### Work required
Scan the material that follows. Copy every line containing the word "handle".

### Information supplied
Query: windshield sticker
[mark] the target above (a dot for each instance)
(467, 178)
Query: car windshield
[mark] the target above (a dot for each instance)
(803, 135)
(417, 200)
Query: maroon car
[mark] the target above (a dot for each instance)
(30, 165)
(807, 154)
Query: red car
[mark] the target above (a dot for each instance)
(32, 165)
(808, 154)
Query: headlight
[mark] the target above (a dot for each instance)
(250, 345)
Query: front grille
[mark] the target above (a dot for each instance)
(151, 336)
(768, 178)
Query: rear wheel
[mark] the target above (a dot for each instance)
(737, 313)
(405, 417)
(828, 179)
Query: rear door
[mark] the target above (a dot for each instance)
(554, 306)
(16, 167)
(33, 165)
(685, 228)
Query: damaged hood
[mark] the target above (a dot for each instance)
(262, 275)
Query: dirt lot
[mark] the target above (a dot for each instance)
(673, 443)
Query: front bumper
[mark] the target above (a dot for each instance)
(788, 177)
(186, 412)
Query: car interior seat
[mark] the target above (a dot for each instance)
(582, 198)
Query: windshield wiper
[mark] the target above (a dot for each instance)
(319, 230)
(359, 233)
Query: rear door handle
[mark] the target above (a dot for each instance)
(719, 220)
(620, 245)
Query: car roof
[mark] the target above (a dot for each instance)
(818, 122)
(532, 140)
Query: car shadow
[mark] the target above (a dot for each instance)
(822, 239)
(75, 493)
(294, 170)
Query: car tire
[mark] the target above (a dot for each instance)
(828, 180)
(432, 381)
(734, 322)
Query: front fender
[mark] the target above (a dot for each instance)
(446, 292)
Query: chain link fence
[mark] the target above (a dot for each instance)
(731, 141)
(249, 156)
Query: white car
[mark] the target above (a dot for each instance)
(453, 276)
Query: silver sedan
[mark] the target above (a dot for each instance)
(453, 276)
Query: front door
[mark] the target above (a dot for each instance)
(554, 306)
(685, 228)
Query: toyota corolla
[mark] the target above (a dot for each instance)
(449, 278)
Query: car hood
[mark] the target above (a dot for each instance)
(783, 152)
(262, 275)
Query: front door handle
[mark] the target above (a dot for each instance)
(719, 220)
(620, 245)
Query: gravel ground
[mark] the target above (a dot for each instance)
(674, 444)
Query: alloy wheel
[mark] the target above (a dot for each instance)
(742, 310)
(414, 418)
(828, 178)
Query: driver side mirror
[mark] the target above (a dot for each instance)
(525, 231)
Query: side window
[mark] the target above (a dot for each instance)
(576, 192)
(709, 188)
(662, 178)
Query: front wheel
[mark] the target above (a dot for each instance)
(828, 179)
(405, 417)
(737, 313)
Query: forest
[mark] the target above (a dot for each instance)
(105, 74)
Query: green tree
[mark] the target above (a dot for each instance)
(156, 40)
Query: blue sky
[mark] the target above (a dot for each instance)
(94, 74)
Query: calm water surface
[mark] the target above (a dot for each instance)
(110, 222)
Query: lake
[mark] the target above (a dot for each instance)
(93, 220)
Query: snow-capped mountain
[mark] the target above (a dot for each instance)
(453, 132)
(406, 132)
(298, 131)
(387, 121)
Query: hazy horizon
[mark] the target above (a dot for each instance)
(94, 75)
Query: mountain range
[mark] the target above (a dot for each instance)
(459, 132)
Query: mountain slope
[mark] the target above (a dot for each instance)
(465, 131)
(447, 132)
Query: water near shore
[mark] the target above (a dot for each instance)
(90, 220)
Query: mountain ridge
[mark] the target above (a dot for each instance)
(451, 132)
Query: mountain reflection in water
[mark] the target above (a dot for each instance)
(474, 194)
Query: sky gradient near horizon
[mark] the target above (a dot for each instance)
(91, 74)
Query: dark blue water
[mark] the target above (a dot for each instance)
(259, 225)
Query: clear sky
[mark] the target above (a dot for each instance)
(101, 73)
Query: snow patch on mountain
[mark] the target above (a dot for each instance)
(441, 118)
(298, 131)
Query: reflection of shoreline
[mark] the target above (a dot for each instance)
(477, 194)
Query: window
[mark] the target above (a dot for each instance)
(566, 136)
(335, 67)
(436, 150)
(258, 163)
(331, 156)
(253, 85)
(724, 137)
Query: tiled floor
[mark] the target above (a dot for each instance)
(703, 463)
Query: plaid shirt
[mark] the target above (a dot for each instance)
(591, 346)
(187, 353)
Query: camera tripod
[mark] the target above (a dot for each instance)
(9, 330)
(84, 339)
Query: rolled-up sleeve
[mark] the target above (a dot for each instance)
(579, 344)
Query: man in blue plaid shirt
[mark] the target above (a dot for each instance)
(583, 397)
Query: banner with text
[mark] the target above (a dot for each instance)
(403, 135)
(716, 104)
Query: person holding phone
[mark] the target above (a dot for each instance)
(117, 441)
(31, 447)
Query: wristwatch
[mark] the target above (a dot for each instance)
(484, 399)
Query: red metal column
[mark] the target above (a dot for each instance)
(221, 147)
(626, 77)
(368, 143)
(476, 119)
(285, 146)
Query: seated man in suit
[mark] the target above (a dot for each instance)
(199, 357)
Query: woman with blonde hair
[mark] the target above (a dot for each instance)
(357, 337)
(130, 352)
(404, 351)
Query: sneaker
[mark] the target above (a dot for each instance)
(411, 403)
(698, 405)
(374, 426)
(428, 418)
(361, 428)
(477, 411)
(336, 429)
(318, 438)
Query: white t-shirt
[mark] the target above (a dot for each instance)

### Solution to this problem
Query: rear door handle
Query: front door handle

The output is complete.